WHAT YOU ARE ASKED TO DO :: Could you return all of the data exactly as given?

Dataset entries
^^^^^^^^

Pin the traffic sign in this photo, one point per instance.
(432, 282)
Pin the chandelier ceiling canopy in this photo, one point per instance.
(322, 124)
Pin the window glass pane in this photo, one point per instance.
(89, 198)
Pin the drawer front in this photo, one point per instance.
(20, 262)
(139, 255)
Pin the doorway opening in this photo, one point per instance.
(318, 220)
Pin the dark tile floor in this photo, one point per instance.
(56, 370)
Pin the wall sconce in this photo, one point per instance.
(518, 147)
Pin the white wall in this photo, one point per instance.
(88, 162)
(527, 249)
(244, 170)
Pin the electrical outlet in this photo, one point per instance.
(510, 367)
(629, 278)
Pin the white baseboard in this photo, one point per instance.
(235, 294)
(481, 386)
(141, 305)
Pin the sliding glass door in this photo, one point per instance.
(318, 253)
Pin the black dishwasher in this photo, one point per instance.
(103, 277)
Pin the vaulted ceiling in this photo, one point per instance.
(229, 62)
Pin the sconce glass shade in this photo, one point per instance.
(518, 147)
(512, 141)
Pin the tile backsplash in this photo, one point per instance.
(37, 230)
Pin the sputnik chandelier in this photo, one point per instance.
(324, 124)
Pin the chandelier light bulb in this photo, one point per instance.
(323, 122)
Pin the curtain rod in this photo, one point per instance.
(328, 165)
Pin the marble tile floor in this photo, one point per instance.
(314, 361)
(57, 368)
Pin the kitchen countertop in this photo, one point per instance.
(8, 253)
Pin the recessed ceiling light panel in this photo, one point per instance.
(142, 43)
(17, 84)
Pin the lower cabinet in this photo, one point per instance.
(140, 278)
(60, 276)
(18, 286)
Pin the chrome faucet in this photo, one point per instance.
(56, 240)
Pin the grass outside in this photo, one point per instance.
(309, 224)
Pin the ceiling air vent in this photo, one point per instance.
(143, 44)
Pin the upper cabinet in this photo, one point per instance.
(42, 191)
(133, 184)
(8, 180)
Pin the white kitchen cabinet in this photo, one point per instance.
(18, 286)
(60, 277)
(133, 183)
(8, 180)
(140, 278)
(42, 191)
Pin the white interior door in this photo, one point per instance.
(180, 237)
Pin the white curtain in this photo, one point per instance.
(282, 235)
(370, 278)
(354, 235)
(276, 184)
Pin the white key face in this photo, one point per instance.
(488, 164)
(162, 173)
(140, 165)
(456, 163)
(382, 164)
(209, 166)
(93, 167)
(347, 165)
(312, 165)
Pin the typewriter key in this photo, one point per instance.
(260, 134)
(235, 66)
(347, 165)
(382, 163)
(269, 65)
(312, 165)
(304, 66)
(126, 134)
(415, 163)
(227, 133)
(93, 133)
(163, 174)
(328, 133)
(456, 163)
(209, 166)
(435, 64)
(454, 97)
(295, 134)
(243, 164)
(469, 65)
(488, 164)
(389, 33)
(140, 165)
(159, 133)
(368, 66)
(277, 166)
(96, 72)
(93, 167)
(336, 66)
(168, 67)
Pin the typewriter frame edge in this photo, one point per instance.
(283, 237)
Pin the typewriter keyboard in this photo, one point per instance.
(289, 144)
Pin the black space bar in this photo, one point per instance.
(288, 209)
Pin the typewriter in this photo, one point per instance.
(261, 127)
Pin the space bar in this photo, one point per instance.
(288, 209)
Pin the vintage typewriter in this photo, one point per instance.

^^^^^^^^

ANSWER SPACE ::
Pin the traffic sign in this photo, one point per instance.
(432, 282)
Pin the chandelier ceiling canopy in this photo, one point per instance.
(322, 124)
Pin the window glass pane in this photo, one point per instance.
(89, 198)
Pin the drawer front in this photo, one point per instance.
(20, 262)
(139, 255)
Pin the doorway opening in this photo, one point per instance.
(318, 220)
Pin the dark tile floor in this photo, one point per instance.
(56, 370)
Pin the wall sconce in this photo, one point per instance.
(518, 147)
Pin the white wall in this photo, one point per instance.
(88, 162)
(527, 249)
(244, 170)
Pin the electrical outlet in this photo, one point per instance.
(510, 367)
(629, 278)
Pin the white baseboard in this photo, one point per instance.
(235, 294)
(481, 386)
(141, 305)
Pin the sliding glass door in this photo, one point per instance.
(318, 253)
Pin the black dishwasher in this photo, one point per instance.
(103, 277)
Pin the vaulted ceiling in this photo, one point per instance.
(229, 62)
Pin the sconce glass shade in this photo, one point per instance.
(518, 147)
(512, 141)
Pin the tile backsplash in this photo, one point per instance.
(37, 230)
Pin the sputnik chandelier in this photo, one point per instance.
(324, 124)
Pin the chandelier light bulb in this photo, one point per instance.
(323, 122)
Pin the curtain rod in this photo, one point per instance.
(328, 165)
Pin the marble tile floor in this photo, one point per instance.
(314, 361)
(57, 368)
Pin the kitchen countertop in this photo, one point per instance.
(8, 253)
Pin the recessed ceiling light panel in this photo, one point per instance.
(142, 43)
(17, 84)
Pin the lower cabinet in this photo, one point per instance.
(140, 278)
(60, 276)
(18, 286)
Pin the chrome faucet in this photo, one point per instance.
(56, 240)
Pin the grass outside in this photo, one point per instance.
(309, 224)
Pin the ceiling air vent in this photo, one point per instance.
(143, 44)
Pin the upper cabinet in this photo, one point per instance.
(42, 191)
(133, 184)
(8, 180)
Pin the white kitchen cabinet in this photo, one point per instance.
(18, 286)
(60, 277)
(133, 183)
(8, 180)
(140, 278)
(42, 191)
Pin the white interior door in this photo, one point per instance.
(180, 237)
Pin the white curtain in this photo, one point per instance.
(282, 235)
(370, 278)
(354, 235)
(276, 184)
Pin the white key face in this photo, one point per instance.
(488, 164)
(162, 173)
(140, 165)
(456, 163)
(382, 164)
(209, 166)
(93, 167)
(347, 165)
(312, 165)
Pin the typewriter key in this photo, one point per instance.
(260, 134)
(235, 66)
(347, 165)
(382, 163)
(269, 65)
(312, 165)
(304, 66)
(126, 134)
(415, 163)
(227, 133)
(93, 133)
(163, 174)
(328, 133)
(456, 163)
(209, 166)
(435, 64)
(454, 97)
(295, 134)
(243, 164)
(469, 65)
(488, 164)
(389, 33)
(140, 165)
(159, 133)
(368, 66)
(277, 166)
(96, 72)
(93, 167)
(336, 66)
(168, 67)
Pin the typewriter frame edge in this photo, one point per instance.
(283, 237)
Pin the typewriter keyboard in this photo, one point per instance.
(289, 144)
Pin the black space bar in this photo, one point per instance.
(288, 209)
Pin the typewriter in this photo, one point per instance.
(261, 127)
Pin the space bar in this photo, one point per instance.
(288, 209)
Pin the vintage typewriter in this photo, one point per instance.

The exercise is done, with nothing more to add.